** Opening LISTED ENTRIES block **

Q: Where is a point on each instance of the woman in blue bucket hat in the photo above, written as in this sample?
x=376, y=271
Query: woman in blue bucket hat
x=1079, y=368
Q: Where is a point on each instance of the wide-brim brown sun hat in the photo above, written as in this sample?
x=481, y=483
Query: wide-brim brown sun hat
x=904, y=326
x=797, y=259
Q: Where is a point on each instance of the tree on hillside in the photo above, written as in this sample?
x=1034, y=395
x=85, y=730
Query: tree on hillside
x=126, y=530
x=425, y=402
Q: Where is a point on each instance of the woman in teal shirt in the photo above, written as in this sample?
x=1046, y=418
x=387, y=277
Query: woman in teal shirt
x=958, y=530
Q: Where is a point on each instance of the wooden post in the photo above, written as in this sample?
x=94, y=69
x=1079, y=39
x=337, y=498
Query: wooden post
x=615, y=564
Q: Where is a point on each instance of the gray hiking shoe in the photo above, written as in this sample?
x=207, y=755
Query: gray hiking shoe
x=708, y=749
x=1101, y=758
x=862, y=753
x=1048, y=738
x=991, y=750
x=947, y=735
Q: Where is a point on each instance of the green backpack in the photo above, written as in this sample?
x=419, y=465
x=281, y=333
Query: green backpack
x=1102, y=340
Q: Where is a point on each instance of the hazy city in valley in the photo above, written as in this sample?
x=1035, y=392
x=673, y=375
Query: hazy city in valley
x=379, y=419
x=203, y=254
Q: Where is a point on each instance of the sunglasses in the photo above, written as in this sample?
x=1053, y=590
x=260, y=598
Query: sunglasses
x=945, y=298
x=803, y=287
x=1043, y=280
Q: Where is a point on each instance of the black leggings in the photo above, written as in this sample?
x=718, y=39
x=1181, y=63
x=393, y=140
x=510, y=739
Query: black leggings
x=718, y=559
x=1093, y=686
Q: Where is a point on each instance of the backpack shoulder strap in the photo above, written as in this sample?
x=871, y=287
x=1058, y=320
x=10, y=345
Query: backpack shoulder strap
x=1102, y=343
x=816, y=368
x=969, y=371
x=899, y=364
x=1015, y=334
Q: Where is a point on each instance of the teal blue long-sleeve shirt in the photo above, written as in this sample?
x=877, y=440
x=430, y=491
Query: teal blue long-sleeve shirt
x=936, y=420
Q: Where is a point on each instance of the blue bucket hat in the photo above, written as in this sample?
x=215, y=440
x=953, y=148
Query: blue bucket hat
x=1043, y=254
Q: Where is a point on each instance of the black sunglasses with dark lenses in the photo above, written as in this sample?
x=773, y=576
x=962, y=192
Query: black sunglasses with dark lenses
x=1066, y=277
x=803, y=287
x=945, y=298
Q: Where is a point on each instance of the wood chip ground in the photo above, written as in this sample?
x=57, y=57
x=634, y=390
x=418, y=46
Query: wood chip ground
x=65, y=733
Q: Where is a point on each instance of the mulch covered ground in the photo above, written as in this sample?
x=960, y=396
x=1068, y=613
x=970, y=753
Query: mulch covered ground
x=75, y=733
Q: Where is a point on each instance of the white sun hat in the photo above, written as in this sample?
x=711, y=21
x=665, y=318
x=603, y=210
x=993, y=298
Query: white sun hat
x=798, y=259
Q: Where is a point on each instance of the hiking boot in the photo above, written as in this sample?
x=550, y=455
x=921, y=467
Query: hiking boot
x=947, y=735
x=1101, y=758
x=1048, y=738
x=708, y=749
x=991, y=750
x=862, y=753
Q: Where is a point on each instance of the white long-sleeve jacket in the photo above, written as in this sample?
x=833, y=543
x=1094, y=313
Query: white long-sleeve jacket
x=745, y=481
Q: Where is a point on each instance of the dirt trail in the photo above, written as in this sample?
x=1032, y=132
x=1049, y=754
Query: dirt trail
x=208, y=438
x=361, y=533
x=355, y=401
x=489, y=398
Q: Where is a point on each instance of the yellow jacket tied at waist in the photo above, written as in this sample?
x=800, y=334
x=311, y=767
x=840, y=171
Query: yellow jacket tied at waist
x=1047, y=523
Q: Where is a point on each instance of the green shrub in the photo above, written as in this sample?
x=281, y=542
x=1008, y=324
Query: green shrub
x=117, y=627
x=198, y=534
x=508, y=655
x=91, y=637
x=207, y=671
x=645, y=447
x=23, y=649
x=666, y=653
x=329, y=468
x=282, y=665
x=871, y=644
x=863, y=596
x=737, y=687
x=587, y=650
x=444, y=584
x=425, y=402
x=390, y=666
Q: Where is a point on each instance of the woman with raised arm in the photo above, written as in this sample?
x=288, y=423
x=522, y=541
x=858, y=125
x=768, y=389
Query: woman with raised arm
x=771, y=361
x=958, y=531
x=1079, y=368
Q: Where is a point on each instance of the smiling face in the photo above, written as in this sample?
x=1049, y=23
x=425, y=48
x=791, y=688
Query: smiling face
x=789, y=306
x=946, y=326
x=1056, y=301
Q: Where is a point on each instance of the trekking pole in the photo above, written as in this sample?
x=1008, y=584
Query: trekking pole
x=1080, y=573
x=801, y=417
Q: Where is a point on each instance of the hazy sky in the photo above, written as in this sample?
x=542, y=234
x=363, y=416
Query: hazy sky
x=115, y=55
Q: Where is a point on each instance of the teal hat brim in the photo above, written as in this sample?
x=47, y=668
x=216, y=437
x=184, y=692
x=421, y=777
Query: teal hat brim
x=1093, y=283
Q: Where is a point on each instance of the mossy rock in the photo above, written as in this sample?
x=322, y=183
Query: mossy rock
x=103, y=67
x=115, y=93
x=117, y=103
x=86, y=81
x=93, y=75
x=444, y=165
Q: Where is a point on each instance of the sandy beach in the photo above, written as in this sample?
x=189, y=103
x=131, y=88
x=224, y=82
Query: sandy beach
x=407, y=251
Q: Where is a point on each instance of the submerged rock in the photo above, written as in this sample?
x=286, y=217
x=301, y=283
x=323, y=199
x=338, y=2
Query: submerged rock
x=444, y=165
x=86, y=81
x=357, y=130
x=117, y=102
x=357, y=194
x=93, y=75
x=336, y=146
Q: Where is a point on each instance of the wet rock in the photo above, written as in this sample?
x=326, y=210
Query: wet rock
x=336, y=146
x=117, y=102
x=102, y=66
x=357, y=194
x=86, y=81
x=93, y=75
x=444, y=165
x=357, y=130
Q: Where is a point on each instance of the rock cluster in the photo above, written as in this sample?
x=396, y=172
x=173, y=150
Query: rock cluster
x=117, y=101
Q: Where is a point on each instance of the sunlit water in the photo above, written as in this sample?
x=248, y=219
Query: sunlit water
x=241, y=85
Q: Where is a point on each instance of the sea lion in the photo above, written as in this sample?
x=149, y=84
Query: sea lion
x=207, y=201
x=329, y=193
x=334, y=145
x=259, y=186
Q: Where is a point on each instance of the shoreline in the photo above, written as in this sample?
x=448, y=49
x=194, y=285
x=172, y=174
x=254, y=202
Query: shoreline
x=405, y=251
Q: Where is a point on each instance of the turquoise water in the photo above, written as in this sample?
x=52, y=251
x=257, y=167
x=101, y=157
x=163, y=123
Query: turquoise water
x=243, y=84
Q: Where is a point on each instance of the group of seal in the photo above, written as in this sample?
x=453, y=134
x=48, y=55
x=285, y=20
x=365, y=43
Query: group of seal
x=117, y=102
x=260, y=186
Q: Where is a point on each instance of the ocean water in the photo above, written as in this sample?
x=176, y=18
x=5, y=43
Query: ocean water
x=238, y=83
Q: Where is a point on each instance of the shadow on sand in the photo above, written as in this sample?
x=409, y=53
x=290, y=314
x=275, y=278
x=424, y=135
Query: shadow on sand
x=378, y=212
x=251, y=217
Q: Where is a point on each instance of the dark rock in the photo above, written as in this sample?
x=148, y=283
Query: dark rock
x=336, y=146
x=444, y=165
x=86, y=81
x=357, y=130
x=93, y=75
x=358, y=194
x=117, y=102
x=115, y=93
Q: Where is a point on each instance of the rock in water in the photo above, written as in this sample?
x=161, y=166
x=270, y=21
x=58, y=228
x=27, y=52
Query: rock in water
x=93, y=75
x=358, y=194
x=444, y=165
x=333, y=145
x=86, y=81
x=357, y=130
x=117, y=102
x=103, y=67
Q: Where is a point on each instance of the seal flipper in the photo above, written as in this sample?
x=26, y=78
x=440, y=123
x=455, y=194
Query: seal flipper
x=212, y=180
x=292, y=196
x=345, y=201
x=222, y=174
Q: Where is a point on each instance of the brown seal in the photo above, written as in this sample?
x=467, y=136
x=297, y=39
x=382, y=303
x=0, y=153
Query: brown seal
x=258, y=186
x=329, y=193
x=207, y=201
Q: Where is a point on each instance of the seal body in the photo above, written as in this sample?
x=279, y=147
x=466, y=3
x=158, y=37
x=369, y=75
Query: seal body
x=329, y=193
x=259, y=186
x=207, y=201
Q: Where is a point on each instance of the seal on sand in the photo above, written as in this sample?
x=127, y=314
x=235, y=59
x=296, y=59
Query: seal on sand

** Closing LISTED ENTRIES block **

TASK STATEMENT:
From the line containing "x=285, y=20" down to the line containing "x=424, y=135" in the material above, reproduce every line exactly, including the two end lines.

THE COMPLETED TASK:
x=285, y=20
x=365, y=43
Query: group of seal
x=117, y=102
x=260, y=186
Q: Where is a point on each instance of the ocean water in the photo above, written as in this sample?
x=176, y=18
x=5, y=43
Query: ocean water
x=238, y=83
Q: Where is a point on each instance of the shadow on sand in the photo above, written as in this sample?
x=409, y=53
x=290, y=314
x=275, y=278
x=424, y=135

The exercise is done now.